Copy out the entries that come next, exactly.

━━━━━━━━━━

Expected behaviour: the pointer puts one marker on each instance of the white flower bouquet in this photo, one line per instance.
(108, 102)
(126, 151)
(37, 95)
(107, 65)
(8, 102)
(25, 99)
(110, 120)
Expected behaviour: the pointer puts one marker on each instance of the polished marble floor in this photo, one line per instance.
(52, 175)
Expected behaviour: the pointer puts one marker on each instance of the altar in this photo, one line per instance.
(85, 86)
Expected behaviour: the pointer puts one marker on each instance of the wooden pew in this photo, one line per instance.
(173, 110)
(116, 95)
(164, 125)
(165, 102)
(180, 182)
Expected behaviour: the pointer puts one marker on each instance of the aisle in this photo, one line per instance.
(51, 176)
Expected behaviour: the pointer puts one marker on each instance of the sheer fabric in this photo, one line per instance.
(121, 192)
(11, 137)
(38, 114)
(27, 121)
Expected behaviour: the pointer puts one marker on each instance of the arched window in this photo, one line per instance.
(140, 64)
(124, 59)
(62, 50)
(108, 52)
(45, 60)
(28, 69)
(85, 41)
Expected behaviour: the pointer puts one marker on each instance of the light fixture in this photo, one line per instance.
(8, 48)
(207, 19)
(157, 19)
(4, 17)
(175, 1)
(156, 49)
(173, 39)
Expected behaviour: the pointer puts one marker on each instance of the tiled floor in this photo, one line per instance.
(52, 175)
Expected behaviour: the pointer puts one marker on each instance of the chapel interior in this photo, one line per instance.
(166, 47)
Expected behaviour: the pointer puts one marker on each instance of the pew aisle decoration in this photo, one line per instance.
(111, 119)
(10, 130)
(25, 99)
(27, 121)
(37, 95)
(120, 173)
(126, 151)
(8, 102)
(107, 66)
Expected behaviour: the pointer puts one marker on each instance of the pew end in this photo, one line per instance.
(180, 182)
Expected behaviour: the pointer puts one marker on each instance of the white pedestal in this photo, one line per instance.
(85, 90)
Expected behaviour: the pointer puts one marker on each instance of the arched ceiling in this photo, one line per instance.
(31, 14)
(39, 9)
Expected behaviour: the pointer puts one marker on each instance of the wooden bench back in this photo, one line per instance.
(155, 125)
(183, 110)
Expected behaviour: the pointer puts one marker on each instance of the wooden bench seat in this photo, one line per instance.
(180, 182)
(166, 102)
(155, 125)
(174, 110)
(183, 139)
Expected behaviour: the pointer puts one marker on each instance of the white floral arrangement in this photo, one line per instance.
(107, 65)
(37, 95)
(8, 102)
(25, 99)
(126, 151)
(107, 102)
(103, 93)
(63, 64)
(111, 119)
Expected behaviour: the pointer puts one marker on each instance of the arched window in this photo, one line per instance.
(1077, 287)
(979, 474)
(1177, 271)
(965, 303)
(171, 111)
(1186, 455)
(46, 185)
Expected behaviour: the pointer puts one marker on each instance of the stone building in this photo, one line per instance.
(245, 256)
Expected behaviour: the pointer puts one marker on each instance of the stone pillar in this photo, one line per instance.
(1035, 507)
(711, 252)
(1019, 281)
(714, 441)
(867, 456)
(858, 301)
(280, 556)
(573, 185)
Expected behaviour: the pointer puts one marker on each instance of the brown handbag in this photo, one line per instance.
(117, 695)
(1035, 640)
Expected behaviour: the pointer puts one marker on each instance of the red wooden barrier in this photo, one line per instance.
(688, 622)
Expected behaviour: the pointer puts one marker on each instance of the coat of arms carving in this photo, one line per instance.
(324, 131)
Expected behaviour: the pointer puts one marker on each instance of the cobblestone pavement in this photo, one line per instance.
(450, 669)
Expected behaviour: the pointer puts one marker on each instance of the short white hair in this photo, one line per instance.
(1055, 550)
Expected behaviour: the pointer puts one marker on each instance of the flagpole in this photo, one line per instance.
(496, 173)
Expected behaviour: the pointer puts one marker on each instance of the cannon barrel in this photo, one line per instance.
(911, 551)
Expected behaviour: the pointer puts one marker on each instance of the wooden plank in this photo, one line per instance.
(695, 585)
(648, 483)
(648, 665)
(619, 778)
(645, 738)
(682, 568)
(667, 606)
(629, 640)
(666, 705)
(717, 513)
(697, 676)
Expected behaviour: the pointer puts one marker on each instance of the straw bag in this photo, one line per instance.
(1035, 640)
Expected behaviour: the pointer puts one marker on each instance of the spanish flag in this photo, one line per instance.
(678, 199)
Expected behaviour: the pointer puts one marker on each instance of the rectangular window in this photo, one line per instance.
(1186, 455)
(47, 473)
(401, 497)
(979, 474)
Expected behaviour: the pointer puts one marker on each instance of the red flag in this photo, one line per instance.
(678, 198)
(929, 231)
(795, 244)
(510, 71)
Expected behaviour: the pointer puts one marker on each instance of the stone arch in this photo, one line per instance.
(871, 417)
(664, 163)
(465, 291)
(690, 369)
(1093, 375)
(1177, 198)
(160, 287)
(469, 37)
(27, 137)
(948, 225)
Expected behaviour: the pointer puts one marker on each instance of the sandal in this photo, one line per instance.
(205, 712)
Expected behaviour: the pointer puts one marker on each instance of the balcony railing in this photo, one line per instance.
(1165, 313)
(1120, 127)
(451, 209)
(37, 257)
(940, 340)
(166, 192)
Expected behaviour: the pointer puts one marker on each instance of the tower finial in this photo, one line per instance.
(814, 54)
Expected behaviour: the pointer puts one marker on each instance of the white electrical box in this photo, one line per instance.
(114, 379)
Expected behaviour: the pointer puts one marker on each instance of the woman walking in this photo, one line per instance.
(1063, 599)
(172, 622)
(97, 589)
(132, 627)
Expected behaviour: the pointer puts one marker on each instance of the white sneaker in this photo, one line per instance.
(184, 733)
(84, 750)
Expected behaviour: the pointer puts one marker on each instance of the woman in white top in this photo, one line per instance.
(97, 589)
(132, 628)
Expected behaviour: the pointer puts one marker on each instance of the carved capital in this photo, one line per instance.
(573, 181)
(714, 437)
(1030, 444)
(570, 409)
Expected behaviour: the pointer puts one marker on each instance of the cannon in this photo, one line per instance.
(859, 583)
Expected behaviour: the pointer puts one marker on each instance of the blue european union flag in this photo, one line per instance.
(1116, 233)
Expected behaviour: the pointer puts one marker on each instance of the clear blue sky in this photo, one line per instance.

━━━━━━━━━━

▶ _Exercise solution_
Expected behaviour: the pointer puts one marker on each instance of the white flower bouquet in this photo, one line per instance.
(108, 102)
(126, 151)
(37, 95)
(107, 65)
(8, 102)
(25, 99)
(110, 120)
Expected behaviour: the pointer puts one marker on each instance of the polished marble floor in this photo, one line per instance.
(52, 175)
Expected behaviour: the pointer puts one marker on each instance of the altar in this photo, one line per instance.
(85, 86)
Expected behaviour: the pointer puts one marker on each instance of the wooden pew in this photo, one line per instance.
(173, 110)
(116, 95)
(164, 125)
(165, 102)
(180, 182)
Expected behaviour: the pointer puts one marker on each instance of the aisle in this photo, one line per instance.
(51, 176)
Expected behaviour: the pointer puts one marker on each instance of the sheer fabric in this photo, one line per instance.
(121, 192)
(11, 137)
(38, 114)
(27, 121)
Expected behaviour: the pointer puts one marker on each instance of the arched window in this photo, one line per instance.
(140, 64)
(124, 59)
(62, 50)
(108, 52)
(45, 60)
(28, 69)
(85, 41)
Expected behaviour: the pointer puts one marker on each instance of the light fixture in this photo, one line per instance.
(8, 48)
(207, 19)
(157, 19)
(4, 17)
(175, 1)
(156, 49)
(173, 39)
Expected behaviour: the pointer puts one marker on each instance of the tiled floor in this photo, one line per instance.
(52, 175)
Expected behaviour: the pointer puts one marker on each instance of the chapel interior in this photo, one line per instance.
(166, 47)
Expected behaviour: the pointer puts one marker on each instance of the pew aisle decoration in this photo, one line per instance.
(111, 119)
(10, 130)
(25, 99)
(27, 121)
(37, 95)
(120, 173)
(126, 151)
(8, 102)
(107, 66)
Expected behaviour: the pointer puts one marker on each instance of the pew end in this photo, one line per instance.
(180, 182)
Expected behaviour: the pointer puts one marker on each instance of the white pedestal in this photo, one line per instance.
(85, 90)
Expected behaviour: the pointer puts one marker on each instance of the arched ceiling in this photo, one line per instance.
(31, 14)
(39, 9)
Expected behaviour: the pointer puts one marker on each instance of the wooden bench back in this photo, one line per instance.
(155, 125)
(183, 110)
Expected behaviour: the pointer puts one marker on each instance of the wooden bench seat in this photo, one line per instance.
(180, 182)
(166, 102)
(155, 125)
(174, 110)
(183, 139)
Expected behaviour: the pointer puts one marker on each instance of the white floral arrangement in this photo, one line per instance.
(107, 65)
(37, 95)
(8, 102)
(25, 99)
(126, 151)
(107, 102)
(103, 93)
(63, 64)
(111, 119)
Expected behaviour: the pointer puts one marker on each instance of the arched window in this photo, one line per instance.
(1077, 287)
(979, 474)
(1177, 271)
(965, 303)
(171, 111)
(1186, 455)
(46, 185)
Expected behaviour: the pointer puts one marker on each instance of the stone building in this photo, one line per instance.
(245, 256)
Expected behaviour: the pointer puts one marker on each instance of the stone pillar in this photo, one line per instance.
(1035, 507)
(711, 252)
(1019, 281)
(714, 441)
(867, 456)
(858, 301)
(280, 556)
(573, 185)
Expected behaviour: the pointer puts one marker on each instance of the brown handbag in this photo, one line per instance.
(117, 695)
(1035, 640)
Expected behaviour: the pointer puts one marker on each instance of the red wooden barrier in this photo, one line per instance.
(688, 622)
Expected behaviour: the pointer puts one marker on each instance of the coat of arms carving in this photo, one line per instance.
(324, 131)
Expected behaviour: the pointer puts one marker on each instance of the cobblestone pavement in this photo, one line per instance.
(450, 669)
Expected behaviour: the pointer puts one marker on each instance of the short white hair in this photo, one line per instance.
(1055, 550)
Expected behaviour: the pointer puts one marker on each instance of the flagpole in this photo, one line per instance.
(496, 173)
Expected behaviour: the pointer puts one marker on each instance of the cannon barrel in this photo, one line per instance.
(911, 551)
Expected behaviour: the pointer puts one marker on each instance of the wooden plank in this photo, one line per instance.
(695, 585)
(648, 483)
(648, 665)
(619, 778)
(645, 738)
(682, 568)
(667, 606)
(629, 640)
(666, 705)
(717, 513)
(697, 676)
Expected behaviour: the pointer puts one marker on each instance of the straw bag in this photo, one line per instance.
(1035, 640)
Expected behaviour: the pointer puts one marker on each instance of the spanish flag in this photo, one line per instance.
(678, 199)
Expected behaviour: the pointer puts one marker on each instance of the rectangular window in this photo, one line per instance.
(1186, 455)
(47, 473)
(401, 497)
(979, 474)
Expected behaviour: the pointer puts one marker on each instance of the red flag in this photo, one line per instance.
(678, 198)
(929, 231)
(795, 244)
(510, 71)
Expected behaviour: the pointer puts one marker on each instance of the stone arch in this photo, one line per instance.
(871, 417)
(664, 163)
(465, 291)
(690, 369)
(1093, 375)
(1177, 198)
(160, 287)
(469, 37)
(27, 137)
(948, 225)
Expected behaviour: the pointer puts one marker on each instance of the sandal in this photo, one line per instance.
(205, 712)
Expected behaviour: the pointer puts one marker on each instance of the balcony railing in this photo, one line per instance.
(1165, 313)
(1120, 127)
(451, 209)
(37, 257)
(940, 340)
(166, 192)
Expected behaviour: the pointer puts one marker on each instance of the tower finial in this photo, one line per instance.
(814, 54)
Expected behaviour: the pointer puts one marker on each instance of the white electrical box in this photo, one line per instance.
(114, 379)
Expected behaviour: the pointer puts one marker on each instance of the woman walking in this photo, one line per instance.
(1063, 599)
(172, 622)
(97, 589)
(132, 627)
Expected behaviour: the pointer puts one marker on each instance of the white sneaker in this photo, one line per instance.
(184, 733)
(84, 750)
Expected behaviour: the pointer puts one marker on each instance of the woman in white top in this photo, one line per instance.
(97, 589)
(132, 628)
Expected behaviour: the pointer puts one marker on each instance of the carved capital in this photo, one line per instance.
(573, 181)
(714, 437)
(1030, 444)
(570, 409)
Expected behaviour: the pointer puts one marker on each instance of the cannon in this photo, one line per instance.
(859, 583)
Expected behaviour: the pointer puts one marker on each instance of the blue european union flag in this photo, one line per instance.
(1116, 233)
Expected behaviour: the pointer puts one marker on each instance of the clear blue sky in this photo, one line per instance.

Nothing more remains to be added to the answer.